= Study text =
# Coupler change



## ennisdavis (Dec 9, 2018)

Can a 'regular" coupler be installed here?


----------



## DonR (Oct 18, 2012)

The pic is not clear enuf for us to advise.

Micro-Trains offers N scale couplers of various shanks. If
the box can be opened or removed you likely
would find a coupler to fit.

https://www.micro-trains.com/index.php?_route_=n-scale/magne-matic-couplers

Don


----------



## traction fan (Oct 5, 2014)

*Micro-Trains couplers*



ennisdavis said:


> Can a 'regular" coupler be installed here?


ennisdavis;

A Micro-Trains coupler could be mounted to the body of the locomotive. However, if your layout has tight curves (under 12" radius) or if most of your cars have their couplers mounted on the trucks instead of the body, then don't body mount the coupler on the locomotive. Instead do as suggested and open the box of the existing coupler. You would then have to either find a Micro-Trains "coupler conversion kit" designed to fit this locomotive (they make many to fit a lot of different locomotives.) or mount a Micro-Trains generic coupler to the stub of the coupler box that came with the locomotive.

good luck;

Traction Fan :smilie_daumenpos:


----------



## videobruce (Jun 15, 2011)

I was going to ask this separately, but I'll try here.

McHenry couplers, are they just for rolling stock or can they be used for locos? All I have found are the actual couplers in bulk w/o any kits for locos like MT sells.


----------



## traction fan (Oct 5, 2014)

*"Coupler conversion kits from Micro-Trains*



videobruce said:


> I was going to ask this separately, but I'll try here.
> 
> McHenry couplers, are they just for rolling stock or can they be used for locos? All I have found are the actual couplers in bulk w/o any kits for locos like MT sells.


videobruce;

I think you may be confused about fitting couplers to locomotives. You don't necessarily need a specialized, "coupler conversion kit", like those offered by Micro-Trains, in order to mount knuckle couplers on a locomotive.
If you like McHenry couplers, you could mount the standard "generic" McHenry couplers on a locomotive, provided there is room to fit them.

= Provided records =

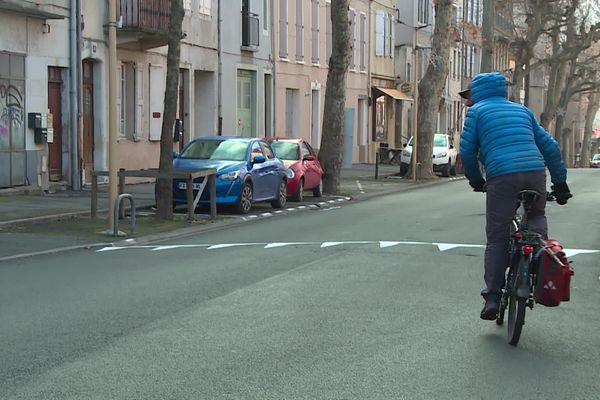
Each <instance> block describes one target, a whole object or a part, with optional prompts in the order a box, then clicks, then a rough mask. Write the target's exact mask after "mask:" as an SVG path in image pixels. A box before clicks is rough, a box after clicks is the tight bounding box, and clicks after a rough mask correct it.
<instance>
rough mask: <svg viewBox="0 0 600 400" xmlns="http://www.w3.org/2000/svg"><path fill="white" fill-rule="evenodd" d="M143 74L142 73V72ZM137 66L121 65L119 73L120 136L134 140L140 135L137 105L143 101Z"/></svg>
mask: <svg viewBox="0 0 600 400" xmlns="http://www.w3.org/2000/svg"><path fill="white" fill-rule="evenodd" d="M140 72H141V71H140ZM136 75H137V74H136V65H135V64H134V63H132V62H124V63H121V67H120V73H119V78H120V79H119V83H120V84H119V87H118V97H119V98H120V101H118V106H119V136H120V137H121V138H127V139H130V140H134V139H136V138H137V136H138V134H139V128H140V127H139V125H140V122H141V121H140V119H139V118H138V117H140V110H139V109H138V107H137V105H138V103H139V102H140V101H141V99H140V97H141V91H140V90H139V89H140V83H139V82H137V79H136Z"/></svg>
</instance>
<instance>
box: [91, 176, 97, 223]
mask: <svg viewBox="0 0 600 400" xmlns="http://www.w3.org/2000/svg"><path fill="white" fill-rule="evenodd" d="M97 213H98V176H97V175H96V174H95V173H93V172H92V212H91V214H92V215H91V217H92V219H96V217H97Z"/></svg>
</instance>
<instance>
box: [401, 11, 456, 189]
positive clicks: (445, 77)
mask: <svg viewBox="0 0 600 400" xmlns="http://www.w3.org/2000/svg"><path fill="white" fill-rule="evenodd" d="M451 21H452V0H438V1H436V2H435V31H434V32H433V37H432V40H431V43H432V46H433V48H432V50H431V59H430V61H429V65H428V66H427V71H426V72H425V75H424V76H423V79H421V81H420V82H419V99H418V101H419V115H418V118H417V129H418V135H417V160H416V161H417V163H418V164H420V165H421V178H422V179H433V178H434V177H435V175H434V173H433V162H432V158H431V154H432V153H433V135H434V134H435V133H436V129H437V119H438V112H439V107H440V99H441V98H442V93H443V91H444V86H445V84H446V79H447V78H448V72H449V59H450V46H451V43H452V35H451V34H450V31H451V28H452V27H451ZM415 72H416V70H415ZM415 117H416V116H415ZM413 120H414V118H413ZM410 173H411V171H409V176H410Z"/></svg>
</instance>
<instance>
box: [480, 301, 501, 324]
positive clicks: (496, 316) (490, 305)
mask: <svg viewBox="0 0 600 400" xmlns="http://www.w3.org/2000/svg"><path fill="white" fill-rule="evenodd" d="M499 310H500V303H499V301H498V299H495V298H489V299H486V301H485V305H484V306H483V310H481V315H480V317H481V319H485V320H488V321H493V320H495V319H496V318H497V317H498V311H499Z"/></svg>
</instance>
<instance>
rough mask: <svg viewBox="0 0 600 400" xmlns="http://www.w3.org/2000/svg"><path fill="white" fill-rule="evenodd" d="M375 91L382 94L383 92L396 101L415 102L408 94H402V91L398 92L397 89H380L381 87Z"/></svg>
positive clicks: (385, 88) (402, 93)
mask: <svg viewBox="0 0 600 400" xmlns="http://www.w3.org/2000/svg"><path fill="white" fill-rule="evenodd" d="M375 89H377V90H379V91H380V92H382V93H384V94H386V95H388V96H390V97H391V98H394V99H396V100H404V101H413V98H412V97H410V96H409V95H407V94H406V93H402V92H401V91H399V90H396V89H391V88H380V87H376V88H375Z"/></svg>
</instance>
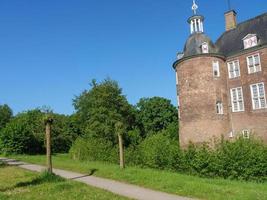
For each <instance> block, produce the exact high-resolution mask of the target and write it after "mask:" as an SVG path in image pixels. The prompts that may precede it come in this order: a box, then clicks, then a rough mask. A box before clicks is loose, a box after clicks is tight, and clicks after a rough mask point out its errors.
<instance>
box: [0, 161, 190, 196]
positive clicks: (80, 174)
mask: <svg viewBox="0 0 267 200" xmlns="http://www.w3.org/2000/svg"><path fill="white" fill-rule="evenodd" d="M0 161H2V162H5V163H7V164H8V165H14V166H17V167H20V168H23V169H27V170H31V171H36V172H41V171H44V170H45V167H44V166H41V165H34V164H28V163H25V162H21V161H17V160H13V159H7V158H0ZM53 172H54V173H55V174H57V175H59V176H61V177H64V178H66V179H72V180H75V181H79V182H82V183H85V184H87V185H90V186H93V187H97V188H101V189H104V190H107V191H110V192H112V193H114V194H118V195H121V196H125V197H128V198H131V199H137V200H192V199H190V198H185V197H180V196H176V195H172V194H168V193H164V192H158V191H155V190H151V189H146V188H143V187H139V186H135V185H131V184H127V183H122V182H119V181H113V180H109V179H105V178H99V177H95V176H88V175H85V174H80V173H75V172H71V171H66V170H60V169H53Z"/></svg>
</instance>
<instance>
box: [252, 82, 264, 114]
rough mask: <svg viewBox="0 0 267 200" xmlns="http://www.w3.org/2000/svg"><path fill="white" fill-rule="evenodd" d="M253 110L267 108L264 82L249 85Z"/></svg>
mask: <svg viewBox="0 0 267 200" xmlns="http://www.w3.org/2000/svg"><path fill="white" fill-rule="evenodd" d="M250 91H251V99H252V106H253V110H258V109H262V108H267V105H266V95H265V88H264V83H256V84H253V85H250Z"/></svg>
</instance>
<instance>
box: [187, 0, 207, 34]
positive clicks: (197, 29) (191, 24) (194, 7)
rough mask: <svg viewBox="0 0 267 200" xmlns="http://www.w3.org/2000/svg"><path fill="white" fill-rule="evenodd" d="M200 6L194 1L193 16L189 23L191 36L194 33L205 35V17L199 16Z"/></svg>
mask: <svg viewBox="0 0 267 200" xmlns="http://www.w3.org/2000/svg"><path fill="white" fill-rule="evenodd" d="M197 9H198V5H197V4H196V1H195V0H193V5H192V11H193V16H192V17H190V18H189V19H188V23H189V24H190V29H191V34H193V33H203V32H204V29H203V21H204V17H203V16H202V15H199V14H197Z"/></svg>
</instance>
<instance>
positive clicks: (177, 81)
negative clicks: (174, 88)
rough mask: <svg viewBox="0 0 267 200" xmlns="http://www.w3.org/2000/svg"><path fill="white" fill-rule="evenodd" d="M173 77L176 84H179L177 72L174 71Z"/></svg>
mask: <svg viewBox="0 0 267 200" xmlns="http://www.w3.org/2000/svg"><path fill="white" fill-rule="evenodd" d="M175 79H176V85H179V78H178V72H177V70H176V71H175Z"/></svg>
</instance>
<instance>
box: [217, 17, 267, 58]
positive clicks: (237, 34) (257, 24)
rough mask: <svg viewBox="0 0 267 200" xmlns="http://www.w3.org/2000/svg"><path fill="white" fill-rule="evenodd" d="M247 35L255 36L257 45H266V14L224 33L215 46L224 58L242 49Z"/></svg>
mask: <svg viewBox="0 0 267 200" xmlns="http://www.w3.org/2000/svg"><path fill="white" fill-rule="evenodd" d="M248 34H256V35H257V37H258V39H259V45H263V44H267V13H264V14H262V15H260V16H257V17H255V18H252V19H250V20H247V21H245V22H242V23H240V24H238V25H237V27H236V28H235V29H232V30H229V31H226V32H224V33H223V34H222V35H221V37H220V38H219V39H218V40H217V41H216V43H215V45H216V46H217V47H218V49H219V52H220V53H222V54H224V55H225V56H229V55H231V54H234V53H237V52H239V51H242V50H243V49H244V45H243V40H242V39H243V38H244V37H246V36H247V35H248Z"/></svg>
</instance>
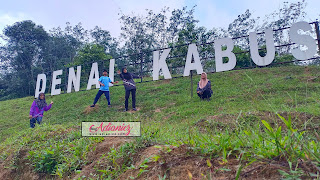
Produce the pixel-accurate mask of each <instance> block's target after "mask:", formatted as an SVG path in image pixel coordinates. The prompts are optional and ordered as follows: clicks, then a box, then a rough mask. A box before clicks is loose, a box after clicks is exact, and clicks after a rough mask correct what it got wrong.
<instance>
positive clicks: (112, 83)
mask: <svg viewBox="0 0 320 180" xmlns="http://www.w3.org/2000/svg"><path fill="white" fill-rule="evenodd" d="M109 82H110V83H111V84H117V83H118V82H119V81H116V82H112V80H111V79H110V78H109Z"/></svg>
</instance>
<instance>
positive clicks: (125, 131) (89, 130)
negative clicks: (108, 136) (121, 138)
mask: <svg viewBox="0 0 320 180" xmlns="http://www.w3.org/2000/svg"><path fill="white" fill-rule="evenodd" d="M82 136H140V122H82Z"/></svg>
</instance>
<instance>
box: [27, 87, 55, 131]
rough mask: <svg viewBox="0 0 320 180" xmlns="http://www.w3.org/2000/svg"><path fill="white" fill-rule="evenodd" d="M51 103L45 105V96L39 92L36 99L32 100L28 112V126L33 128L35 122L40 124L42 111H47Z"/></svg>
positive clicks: (51, 101) (31, 127)
mask: <svg viewBox="0 0 320 180" xmlns="http://www.w3.org/2000/svg"><path fill="white" fill-rule="evenodd" d="M52 104H53V101H51V103H50V104H49V105H47V102H46V98H45V95H44V93H40V94H39V97H38V99H36V100H34V101H33V103H32V105H31V108H30V113H29V118H30V127H31V128H34V127H35V125H36V122H37V123H38V124H41V122H42V117H43V112H44V111H48V110H49V109H50V108H51V106H52Z"/></svg>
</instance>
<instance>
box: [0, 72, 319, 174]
mask: <svg viewBox="0 0 320 180" xmlns="http://www.w3.org/2000/svg"><path fill="white" fill-rule="evenodd" d="M314 77H317V78H314ZM319 77H320V68H319V67H308V68H307V69H306V68H305V67H299V66H288V67H274V68H261V69H252V70H239V71H230V72H220V73H214V74H208V78H209V79H210V80H211V84H212V89H213V92H214V93H213V97H212V98H211V99H212V100H211V101H201V100H200V99H199V98H198V97H197V95H196V85H197V81H199V78H200V76H199V75H197V76H194V79H193V92H194V95H193V97H192V98H191V96H190V78H189V77H184V78H178V79H172V80H164V81H154V82H149V83H141V84H137V107H138V108H140V111H138V112H136V113H125V112H122V110H123V108H124V88H123V87H122V86H115V87H111V88H110V91H111V103H112V108H107V102H106V100H105V98H101V100H99V102H98V104H99V105H100V109H99V111H98V112H94V113H90V114H87V115H86V114H83V113H82V112H83V110H84V109H85V108H86V107H87V106H89V105H91V104H92V102H93V99H94V97H95V95H96V93H97V91H98V90H90V91H81V92H75V93H70V94H61V95H57V96H53V97H50V96H48V95H47V102H50V101H51V100H53V101H54V104H53V107H52V109H51V110H50V111H48V112H45V115H44V118H43V122H44V124H43V125H41V127H39V126H37V127H36V128H35V129H30V128H29V119H28V112H29V108H30V106H31V103H32V101H33V97H26V98H21V99H14V100H8V101H1V102H0V133H1V137H0V140H1V144H0V151H1V152H2V154H1V157H2V160H4V161H5V160H6V158H7V157H8V156H9V154H10V153H12V152H18V151H19V150H20V149H27V150H28V152H29V153H30V152H31V155H30V159H31V161H32V162H34V166H35V168H36V169H37V170H38V172H47V173H53V174H56V175H60V176H66V175H68V174H70V172H73V171H76V170H77V169H79V167H81V166H82V165H83V164H84V163H85V159H86V158H85V154H86V153H87V152H88V151H90V148H89V147H91V146H93V144H94V143H96V142H99V141H101V138H85V137H81V136H80V134H79V133H80V130H79V132H74V134H67V135H66V136H65V135H64V137H50V136H49V134H50V131H59V129H60V130H61V129H67V128H70V127H74V126H76V127H78V126H80V124H81V122H82V121H141V125H142V136H141V137H139V138H136V140H137V144H136V145H135V148H138V146H143V144H145V143H152V144H170V145H181V144H187V145H188V146H190V147H191V148H192V149H193V150H194V151H195V152H197V153H200V154H202V155H203V156H210V157H212V158H214V157H222V158H223V160H224V161H228V158H229V157H231V156H235V157H239V156H240V154H241V158H242V159H243V162H251V161H256V160H261V159H264V158H266V159H272V158H274V157H277V156H281V157H285V158H286V159H287V160H288V162H290V163H297V162H298V161H297V158H302V159H306V158H307V157H308V158H310V160H311V161H314V162H316V163H318V165H319V163H320V160H319V157H320V144H319V140H318V139H317V138H316V136H315V133H319V129H317V128H316V127H319V125H320V122H319V117H320V111H319V108H320V103H319V102H320V100H319V97H320V78H319ZM312 78H314V79H312ZM310 79H311V80H310ZM308 80H309V81H308ZM102 97H103V96H102ZM130 103H131V101H129V107H131V104H130ZM158 111H160V112H158ZM283 112H287V113H288V114H291V115H292V117H293V116H295V115H296V116H298V117H300V116H299V115H301V116H302V115H305V116H308V118H307V119H299V118H295V119H292V122H291V123H289V122H288V120H289V119H288V118H286V119H284V120H283V119H281V117H277V116H276V114H277V113H280V114H283ZM264 113H271V114H273V115H274V116H275V117H274V118H270V119H261V117H263V116H260V114H261V115H262V114H264ZM212 117H220V119H219V118H218V119H219V120H217V119H214V118H212ZM261 120H266V121H265V122H264V123H262V121H261ZM201 122H203V123H204V124H203V125H199V123H201ZM286 122H287V123H286ZM280 126H282V127H281V129H279V127H280ZM290 128H291V129H290ZM305 129H311V130H308V131H307V130H305ZM69 136H74V138H70V137H69ZM35 143H36V144H35ZM70 144H73V148H77V150H78V151H77V152H78V153H77V154H75V152H74V151H71V147H70ZM40 147H42V148H40ZM43 147H45V148H43ZM57 148H60V149H58V150H59V151H63V152H69V153H67V155H66V158H67V160H66V159H64V158H62V157H61V156H60V154H59V151H58V150H57ZM91 150H92V148H91ZM127 152H128V151H123V152H122V153H120V154H121V155H122V154H123V155H124V154H126V153H127ZM52 157H54V158H52ZM308 158H307V159H308ZM48 159H55V160H54V162H50V163H51V165H50V163H48V162H46V161H48ZM0 160H1V159H0ZM290 163H289V164H290ZM13 164H14V163H13ZM48 164H49V165H48ZM129 164H130V163H129ZM44 165H47V166H44ZM245 165H246V164H244V165H243V166H245ZM239 169H240V168H239ZM125 170H126V167H121V168H120V170H119V168H118V169H117V172H116V173H114V174H112V173H110V172H107V171H102V170H100V172H105V176H104V177H113V178H114V177H116V176H117V175H119V173H120V172H123V171H125ZM239 171H241V169H240V170H239ZM290 172H291V171H290ZM290 172H289V175H286V174H285V173H287V172H285V173H284V175H283V176H291V175H293V174H295V175H296V174H297V172H298V170H297V172H296V171H295V170H292V172H293V173H291V174H290ZM287 174H288V173H287ZM298 175H299V176H300V175H303V173H302V174H301V173H300V174H299V173H298Z"/></svg>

= Exercise requirements =
Pick up the forum thread on changing couplers after its last sentence and keep it going.

= Answer space =
Micro -Trains started making their N-scale version of the very popular Kadee HO-scale knuckle coupler back in the 1970s, when N-scale was still new in the U.S. The dominant N-scale coupler at the time, was the bulky, ugly, but reliable, Rapido coupler. The Rapido company had allowed other companies to use the Rapido coupler design on their locos and cars in a generous attempt at having a standard coupler for all N-scale equipment. The disadvantages of the Rapido, primarily difficulty in uncoupling, and grossly oversize, ugly appearance, prompted the introduction of the M-T knuckle coupler.
It uncoupled magnetically, was capable of the same delayed uncoupling as the Kadee, HO-scale version, and it looked like the Janney knuckle coupler that was in standard use on U.S. prototype railroads.
Micro-Trains realised that selling their new coupler into the existing N-scale market, would require being able to fit it to a variety of 1970s N-scale locomotives. Nearly all those locomotives had truck-mounted couplers, due to the tight radius curves then in use. So, M-T designed kits to adapt their knuckle couplers to mount in the trucks of all the popular N-scale locomotives of the time.

Fast forward 30+ years. The Kadee/Micro-Trains patents on their magnetic knuckle coupler have expired, and now anybody can make and sell a magnetic knuckle coupler. However, by this time, M-T has cornered so much of the N-scale market that all the other companies have to make couplers that are "compatible" with M-T couplers.
I don't know that McHenry, or any of the other "copy cat coupler companies" ever bothered to make specialized "coupler conversion kits" for specific locomotives the way Micro-Trains/Kadee does. The competitor's main objective was to market some cheaper copy of the Kadee & Micro-Trains knuckle coupler as soon as the patents ran out. I don't think they felt they needed to, or even could, compete in the narrow niche market of "coupler conversion kits." Then again, I could be wrong. I often am, just ask my wife! hwell:

good luck, have fun;

Traction Fan :smilie_daumenpos:

P.S. As a long time N-scaller I agree that N-scale is, at least sometimes, underrated. However, I think the Z-scale, and T-scale, enthusiasts might disagree with your tagline about N-scale being the :hah: ONLY scale that lets one have a large operation without taking up a full basement or two-car garage. They can too, since their trains are smaller than our N-scale ones.


----------



## videobruce (Jun 15, 2011)

Ouch....

I guess I've been indoctrinated by MT for the past 23+ years. My bad, I never really looked into the competition that closely. 

AFA TT & Z, no offense, but add selection to the list and they can't really compete. Frankly, N scale is pushing things size wise. I have a hard enough time with 160:1.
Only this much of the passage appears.